## Stored data entries
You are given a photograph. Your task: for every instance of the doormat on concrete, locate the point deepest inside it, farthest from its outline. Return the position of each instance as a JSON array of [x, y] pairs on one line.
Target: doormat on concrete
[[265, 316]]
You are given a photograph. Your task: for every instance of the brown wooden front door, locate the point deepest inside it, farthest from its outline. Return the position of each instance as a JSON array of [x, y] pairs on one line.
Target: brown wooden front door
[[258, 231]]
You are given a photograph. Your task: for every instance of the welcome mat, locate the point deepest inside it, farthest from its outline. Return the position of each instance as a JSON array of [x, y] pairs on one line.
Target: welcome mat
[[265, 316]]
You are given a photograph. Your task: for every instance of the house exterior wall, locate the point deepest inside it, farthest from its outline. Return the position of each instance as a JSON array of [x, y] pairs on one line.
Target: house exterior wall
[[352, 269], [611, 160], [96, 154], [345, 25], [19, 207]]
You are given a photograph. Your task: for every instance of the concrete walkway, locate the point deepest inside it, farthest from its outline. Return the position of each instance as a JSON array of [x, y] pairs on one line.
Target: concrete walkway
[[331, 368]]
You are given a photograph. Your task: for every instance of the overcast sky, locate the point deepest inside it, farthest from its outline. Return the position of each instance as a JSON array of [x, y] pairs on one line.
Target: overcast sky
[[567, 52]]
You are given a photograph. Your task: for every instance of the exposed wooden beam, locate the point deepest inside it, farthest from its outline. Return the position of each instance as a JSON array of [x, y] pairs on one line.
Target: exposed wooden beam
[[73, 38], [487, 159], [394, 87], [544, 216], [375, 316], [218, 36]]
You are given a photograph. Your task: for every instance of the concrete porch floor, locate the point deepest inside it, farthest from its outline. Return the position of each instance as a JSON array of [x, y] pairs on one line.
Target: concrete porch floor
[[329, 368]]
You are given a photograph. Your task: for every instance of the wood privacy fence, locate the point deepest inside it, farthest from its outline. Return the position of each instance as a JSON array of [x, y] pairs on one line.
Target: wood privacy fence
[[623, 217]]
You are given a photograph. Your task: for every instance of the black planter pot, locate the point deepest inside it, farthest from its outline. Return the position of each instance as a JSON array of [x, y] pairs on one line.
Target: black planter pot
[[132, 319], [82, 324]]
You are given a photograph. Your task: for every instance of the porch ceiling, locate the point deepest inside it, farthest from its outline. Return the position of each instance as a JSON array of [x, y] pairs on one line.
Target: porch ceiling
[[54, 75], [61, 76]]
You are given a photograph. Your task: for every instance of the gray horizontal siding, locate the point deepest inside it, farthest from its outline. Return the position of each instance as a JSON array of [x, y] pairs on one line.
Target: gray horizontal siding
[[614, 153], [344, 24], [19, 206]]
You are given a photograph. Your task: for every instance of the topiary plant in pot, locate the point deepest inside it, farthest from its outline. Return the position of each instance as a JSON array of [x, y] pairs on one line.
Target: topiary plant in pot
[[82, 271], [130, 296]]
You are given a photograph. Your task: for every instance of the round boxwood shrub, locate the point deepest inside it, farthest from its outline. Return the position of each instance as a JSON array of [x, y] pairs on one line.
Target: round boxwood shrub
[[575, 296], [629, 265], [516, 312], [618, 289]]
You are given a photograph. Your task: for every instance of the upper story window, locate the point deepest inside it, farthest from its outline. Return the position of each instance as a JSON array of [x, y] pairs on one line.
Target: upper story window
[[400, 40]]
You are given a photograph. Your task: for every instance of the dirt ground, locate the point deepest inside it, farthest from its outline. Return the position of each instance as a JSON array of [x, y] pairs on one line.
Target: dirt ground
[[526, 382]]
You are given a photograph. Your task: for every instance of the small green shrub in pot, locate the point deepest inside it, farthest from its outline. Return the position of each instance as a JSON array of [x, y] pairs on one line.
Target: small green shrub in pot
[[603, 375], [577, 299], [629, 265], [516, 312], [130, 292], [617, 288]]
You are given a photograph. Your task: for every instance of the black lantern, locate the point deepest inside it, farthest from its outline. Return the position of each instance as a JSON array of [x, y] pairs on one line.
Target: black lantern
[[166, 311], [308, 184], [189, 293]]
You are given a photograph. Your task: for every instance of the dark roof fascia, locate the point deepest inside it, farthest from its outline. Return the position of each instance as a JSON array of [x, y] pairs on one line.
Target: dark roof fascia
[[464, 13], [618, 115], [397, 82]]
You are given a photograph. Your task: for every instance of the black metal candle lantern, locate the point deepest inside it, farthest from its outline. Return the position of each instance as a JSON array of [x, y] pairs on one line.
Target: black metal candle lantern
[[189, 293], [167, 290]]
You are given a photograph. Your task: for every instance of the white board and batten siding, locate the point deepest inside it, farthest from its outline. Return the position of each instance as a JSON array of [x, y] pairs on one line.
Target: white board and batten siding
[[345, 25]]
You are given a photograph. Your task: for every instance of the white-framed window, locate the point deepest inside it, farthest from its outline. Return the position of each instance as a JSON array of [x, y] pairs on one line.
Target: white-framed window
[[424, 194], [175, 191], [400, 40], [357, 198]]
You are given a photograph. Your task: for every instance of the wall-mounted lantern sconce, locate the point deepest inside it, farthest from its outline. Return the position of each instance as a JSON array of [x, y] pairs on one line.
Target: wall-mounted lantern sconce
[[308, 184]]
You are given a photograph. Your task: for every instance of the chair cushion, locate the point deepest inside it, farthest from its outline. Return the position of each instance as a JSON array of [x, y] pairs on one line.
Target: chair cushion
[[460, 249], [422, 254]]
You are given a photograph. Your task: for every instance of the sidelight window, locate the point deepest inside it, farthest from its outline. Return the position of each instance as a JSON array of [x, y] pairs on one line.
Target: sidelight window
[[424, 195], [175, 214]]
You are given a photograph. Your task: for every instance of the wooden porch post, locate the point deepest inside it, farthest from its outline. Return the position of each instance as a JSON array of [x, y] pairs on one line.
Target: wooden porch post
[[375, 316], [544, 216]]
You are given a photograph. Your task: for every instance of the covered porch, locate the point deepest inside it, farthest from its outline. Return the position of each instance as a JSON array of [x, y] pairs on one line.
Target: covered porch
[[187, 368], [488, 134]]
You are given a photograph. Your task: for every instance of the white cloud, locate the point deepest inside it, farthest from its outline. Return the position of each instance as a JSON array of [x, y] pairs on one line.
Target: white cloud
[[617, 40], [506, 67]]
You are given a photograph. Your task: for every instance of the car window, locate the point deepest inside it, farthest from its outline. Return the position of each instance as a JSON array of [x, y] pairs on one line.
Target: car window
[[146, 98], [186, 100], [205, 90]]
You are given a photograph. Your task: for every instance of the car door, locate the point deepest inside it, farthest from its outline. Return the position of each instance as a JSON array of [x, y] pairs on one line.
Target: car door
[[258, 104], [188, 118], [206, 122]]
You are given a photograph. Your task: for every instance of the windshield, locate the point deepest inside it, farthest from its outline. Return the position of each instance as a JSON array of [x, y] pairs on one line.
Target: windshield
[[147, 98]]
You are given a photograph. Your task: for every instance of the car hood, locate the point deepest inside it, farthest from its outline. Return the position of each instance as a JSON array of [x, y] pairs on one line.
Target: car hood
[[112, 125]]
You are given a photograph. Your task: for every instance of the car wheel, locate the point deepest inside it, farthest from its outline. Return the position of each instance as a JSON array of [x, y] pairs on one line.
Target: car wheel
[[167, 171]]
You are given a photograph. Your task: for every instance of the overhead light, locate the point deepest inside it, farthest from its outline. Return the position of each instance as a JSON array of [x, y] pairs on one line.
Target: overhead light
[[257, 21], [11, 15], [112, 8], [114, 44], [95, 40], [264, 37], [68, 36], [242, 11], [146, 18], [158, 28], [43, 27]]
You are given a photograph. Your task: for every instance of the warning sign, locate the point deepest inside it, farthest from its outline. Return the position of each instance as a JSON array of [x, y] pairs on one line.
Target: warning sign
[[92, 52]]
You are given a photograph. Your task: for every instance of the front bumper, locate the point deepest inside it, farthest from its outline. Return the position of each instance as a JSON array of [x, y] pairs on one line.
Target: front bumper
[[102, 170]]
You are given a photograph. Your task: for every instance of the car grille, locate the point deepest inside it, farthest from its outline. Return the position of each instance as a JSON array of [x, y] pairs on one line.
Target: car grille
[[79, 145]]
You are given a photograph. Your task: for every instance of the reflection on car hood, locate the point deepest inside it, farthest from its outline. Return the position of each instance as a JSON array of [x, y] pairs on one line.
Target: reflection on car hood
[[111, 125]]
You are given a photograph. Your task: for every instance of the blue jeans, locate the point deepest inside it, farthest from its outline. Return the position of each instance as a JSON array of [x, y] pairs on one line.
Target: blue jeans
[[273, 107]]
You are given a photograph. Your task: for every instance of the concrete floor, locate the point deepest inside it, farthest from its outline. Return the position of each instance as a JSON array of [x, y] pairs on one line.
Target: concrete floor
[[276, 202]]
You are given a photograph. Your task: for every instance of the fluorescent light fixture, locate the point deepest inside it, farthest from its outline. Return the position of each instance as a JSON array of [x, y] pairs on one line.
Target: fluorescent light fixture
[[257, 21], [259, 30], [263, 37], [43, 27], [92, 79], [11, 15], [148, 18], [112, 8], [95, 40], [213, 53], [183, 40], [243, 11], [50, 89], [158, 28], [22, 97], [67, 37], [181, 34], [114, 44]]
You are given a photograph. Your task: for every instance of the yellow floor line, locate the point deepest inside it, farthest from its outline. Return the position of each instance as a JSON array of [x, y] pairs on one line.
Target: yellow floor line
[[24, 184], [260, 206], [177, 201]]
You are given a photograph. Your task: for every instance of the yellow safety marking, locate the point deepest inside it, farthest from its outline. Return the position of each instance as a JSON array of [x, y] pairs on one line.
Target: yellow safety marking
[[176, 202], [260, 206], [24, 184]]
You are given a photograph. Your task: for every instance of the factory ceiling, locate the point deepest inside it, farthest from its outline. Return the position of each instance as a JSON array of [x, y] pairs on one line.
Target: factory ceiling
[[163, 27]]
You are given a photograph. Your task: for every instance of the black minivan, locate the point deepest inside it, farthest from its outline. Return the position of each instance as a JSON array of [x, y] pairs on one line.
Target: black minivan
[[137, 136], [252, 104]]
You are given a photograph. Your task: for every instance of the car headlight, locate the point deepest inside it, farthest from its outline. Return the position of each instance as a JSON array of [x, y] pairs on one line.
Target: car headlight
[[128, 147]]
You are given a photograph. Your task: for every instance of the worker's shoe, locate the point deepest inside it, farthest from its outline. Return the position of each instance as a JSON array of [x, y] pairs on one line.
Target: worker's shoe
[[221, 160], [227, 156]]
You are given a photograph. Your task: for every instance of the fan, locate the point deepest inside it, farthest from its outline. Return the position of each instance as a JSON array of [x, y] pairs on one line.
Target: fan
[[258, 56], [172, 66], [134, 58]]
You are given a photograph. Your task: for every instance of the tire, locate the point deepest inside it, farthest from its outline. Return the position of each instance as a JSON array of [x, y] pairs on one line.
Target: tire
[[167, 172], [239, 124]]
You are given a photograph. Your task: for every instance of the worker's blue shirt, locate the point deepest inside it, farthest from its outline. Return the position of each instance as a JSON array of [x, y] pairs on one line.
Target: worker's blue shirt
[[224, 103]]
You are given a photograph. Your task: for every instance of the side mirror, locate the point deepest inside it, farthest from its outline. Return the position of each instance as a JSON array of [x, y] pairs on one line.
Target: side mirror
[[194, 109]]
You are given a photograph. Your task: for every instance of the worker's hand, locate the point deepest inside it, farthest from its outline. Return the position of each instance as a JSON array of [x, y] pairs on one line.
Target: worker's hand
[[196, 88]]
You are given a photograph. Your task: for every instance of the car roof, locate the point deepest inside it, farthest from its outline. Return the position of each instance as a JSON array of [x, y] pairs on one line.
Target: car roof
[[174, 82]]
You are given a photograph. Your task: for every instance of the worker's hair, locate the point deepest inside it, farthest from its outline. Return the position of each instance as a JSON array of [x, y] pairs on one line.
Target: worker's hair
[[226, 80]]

## WHAT THE EXERCISE ASKS
All lines above from the one holding "Target: covered porch" to the one holding "car wheel, locate", inclusive, are to be copied exactly; no other line is wanted.

## RESULT FOR THIS EXERCISE
Target: covered porch
[[187, 368], [488, 134]]
You are given a photograph. Your task: for every instance of the white cloud, locate the point deepest inside it, farthest from its outline. Return the position of each instance as a JSON array of [x, y] pairs on one line.
Target: white cloud
[[617, 40], [506, 67]]
You are given a photograph. Your task: for every instance of the car window, locate the point deepest inside it, farthest from its outline. Return the position of each instance as a JSON array of [x, y] pairs on one line.
Target: car window
[[146, 98], [186, 100], [205, 90]]
You are given a photograph. Your task: for every instance of the car door, locate the point deepest inside it, farthest from its outline. Return the position of each instance as a JSON array of [x, y] pairs on one line.
Target: car door
[[258, 104], [188, 118], [206, 122]]
You are given a photograph. Your task: for every instance of the windshield, locate the point deepest inside it, farthest from its outline. Return the position of each instance as a JSON array of [x, y] pairs on one line.
Target: windshield
[[147, 98]]
You are given a photograph. Your task: for every instance of the car hood, locate the point deepest inside it, farthest from its outline. Return the position of each instance as a JSON array of [x, y] pairs on one line.
Target: car hood
[[112, 125]]
You are given a photograph. Your task: for every instance of the car wheel, locate the point deepest inside it, farthest from its outline. Return the position of each instance as a JSON array of [x, y] pairs on one line.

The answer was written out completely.